• _What to produce_: Retype the whole listing that follows, with nothing added or left out.

[[ Information provided, beginning ]]

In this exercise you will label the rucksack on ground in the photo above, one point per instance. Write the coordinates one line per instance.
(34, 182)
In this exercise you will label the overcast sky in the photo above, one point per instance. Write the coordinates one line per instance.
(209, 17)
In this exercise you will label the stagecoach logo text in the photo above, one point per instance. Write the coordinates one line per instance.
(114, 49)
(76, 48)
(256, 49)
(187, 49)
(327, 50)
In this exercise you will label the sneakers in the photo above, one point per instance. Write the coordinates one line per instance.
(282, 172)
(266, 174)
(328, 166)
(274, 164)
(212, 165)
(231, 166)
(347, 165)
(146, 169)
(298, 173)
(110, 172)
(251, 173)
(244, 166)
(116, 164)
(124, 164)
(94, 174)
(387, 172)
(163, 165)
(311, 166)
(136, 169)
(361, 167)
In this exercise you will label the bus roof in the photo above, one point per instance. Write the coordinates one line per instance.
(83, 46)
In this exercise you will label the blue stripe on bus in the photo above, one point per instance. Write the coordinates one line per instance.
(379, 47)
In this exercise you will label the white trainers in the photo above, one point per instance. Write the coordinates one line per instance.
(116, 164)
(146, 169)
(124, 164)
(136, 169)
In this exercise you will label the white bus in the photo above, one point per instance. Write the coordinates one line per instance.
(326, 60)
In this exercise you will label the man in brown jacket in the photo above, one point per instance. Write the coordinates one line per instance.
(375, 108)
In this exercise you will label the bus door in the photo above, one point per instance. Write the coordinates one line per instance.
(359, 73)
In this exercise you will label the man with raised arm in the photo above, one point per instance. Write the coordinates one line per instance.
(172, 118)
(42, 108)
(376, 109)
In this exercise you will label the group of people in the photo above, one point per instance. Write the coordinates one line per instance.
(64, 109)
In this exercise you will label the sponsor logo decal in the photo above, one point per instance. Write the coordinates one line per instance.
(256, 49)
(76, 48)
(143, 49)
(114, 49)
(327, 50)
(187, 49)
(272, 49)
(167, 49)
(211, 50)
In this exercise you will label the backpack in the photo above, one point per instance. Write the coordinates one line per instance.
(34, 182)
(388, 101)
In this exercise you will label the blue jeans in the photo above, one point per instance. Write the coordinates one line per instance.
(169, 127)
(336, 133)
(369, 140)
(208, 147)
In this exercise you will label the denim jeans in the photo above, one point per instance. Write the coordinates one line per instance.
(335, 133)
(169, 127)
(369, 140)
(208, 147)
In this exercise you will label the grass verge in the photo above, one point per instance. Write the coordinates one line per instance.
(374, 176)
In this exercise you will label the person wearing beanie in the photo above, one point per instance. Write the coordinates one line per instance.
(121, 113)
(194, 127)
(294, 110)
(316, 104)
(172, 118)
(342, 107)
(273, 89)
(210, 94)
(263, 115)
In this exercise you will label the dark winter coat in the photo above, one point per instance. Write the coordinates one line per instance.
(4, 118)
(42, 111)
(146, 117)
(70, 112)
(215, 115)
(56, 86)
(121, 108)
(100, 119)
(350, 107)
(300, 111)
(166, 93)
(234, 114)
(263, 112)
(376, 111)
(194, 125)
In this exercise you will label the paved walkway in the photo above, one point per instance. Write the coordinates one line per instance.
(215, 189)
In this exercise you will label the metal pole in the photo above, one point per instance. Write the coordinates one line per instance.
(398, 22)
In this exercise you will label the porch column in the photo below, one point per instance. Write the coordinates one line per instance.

[[ Information provided, end ]]

• _Solution for this exercise_:
In this exercise you will label the rucksack on ground in the photo above, one point per instance. Write the coordinates one line per instance.
(34, 182)
In this exercise you will label the overcast sky in the photo above, one point per instance. Write the coordinates one line per instance.
(209, 17)
In this exercise you will label the stagecoach logo text in the photo above, one point per instance. Write the coordinates one line per instance.
(114, 49)
(76, 48)
(256, 49)
(187, 49)
(327, 50)
In this exercise you will label the sneakers in the photo above, one point per instance. Write the coordinates one line per instance.
(282, 172)
(266, 174)
(328, 166)
(274, 164)
(212, 165)
(231, 166)
(347, 165)
(146, 169)
(298, 173)
(110, 172)
(251, 173)
(244, 166)
(116, 164)
(124, 164)
(94, 174)
(387, 172)
(163, 165)
(311, 166)
(136, 169)
(361, 167)
In this exercise you will label the bus roof in the photo above, one point per instance. Write the coordinates one line per instance.
(83, 46)
In this exercise you will label the blue stripe on bus in the photo above, one point per instance. Write the coordinates one line per instance.
(379, 47)
In this exercise you will label the white trainers in the photo above, one point per instance. Write the coordinates one line per instance.
(116, 164)
(146, 169)
(124, 164)
(136, 169)
In this exercise you will label the white bus in the photo above, one point per instance. Write the coordinates one line per instance.
(326, 60)
In this exercise you will label the man in brown jacket in the photo above, one point per instance. Write the coordinates one line per instance.
(375, 108)
In this exercise you will label the bus door in the photo above, one point per instance. Write the coordinates one line per instance.
(359, 73)
In this exercise you will label the man with raised arm in the photo above, one point per instance. Write the coordinates one line per instance.
(172, 118)
(42, 108)
(376, 109)
In this exercise you will label the group of people in the photo above, one point per instance. Write the coordinates one line per instance.
(64, 109)
In this exercise you will label the sponsor logo decal in the photo above, one point per instance. Write the coordinates one line per instance.
(256, 49)
(76, 48)
(143, 49)
(114, 49)
(327, 50)
(187, 49)
(272, 49)
(167, 49)
(211, 50)
In this exercise you will label the backpack in the photo above, one point per instance. Write the coordinates one line per instance.
(34, 182)
(388, 101)
In this exercise you will label the blue jeans in the photo above, one point per instance. Write the coordinates one line per instance.
(169, 127)
(336, 133)
(369, 140)
(208, 147)
In this exercise you will label the denim jeans in the photo above, one point per instance. Write the coordinates one line per instance.
(335, 133)
(169, 127)
(369, 140)
(208, 147)
In this exercise you will label the grass verge in the photo above, one point per instance. Write the coordinates one line per instance.
(374, 176)
In this exercise you will label the person wearing beanie in the photo above, one point per instance. Write the coordinates one line per instance.
(121, 113)
(194, 127)
(294, 110)
(316, 104)
(172, 118)
(342, 107)
(273, 89)
(210, 94)
(263, 115)
In this exercise you will label the dark winter coat in the photo above, one point per instance. Write the coordinates one line per instance.
(4, 118)
(42, 111)
(146, 117)
(70, 112)
(215, 115)
(56, 86)
(121, 108)
(100, 119)
(350, 107)
(300, 111)
(166, 93)
(234, 114)
(263, 112)
(376, 111)
(194, 125)
In this exercise you will label the paved walkway in the photo above, one point per instance. Write the coordinates one line per instance.
(215, 189)
In this exercise you will label the metal pole in the photo above, one point per instance. Write the coordinates one line per instance.
(398, 22)
In this exercise you will label the porch column in the photo below, one point per instance. Write the coordinates one line per instance.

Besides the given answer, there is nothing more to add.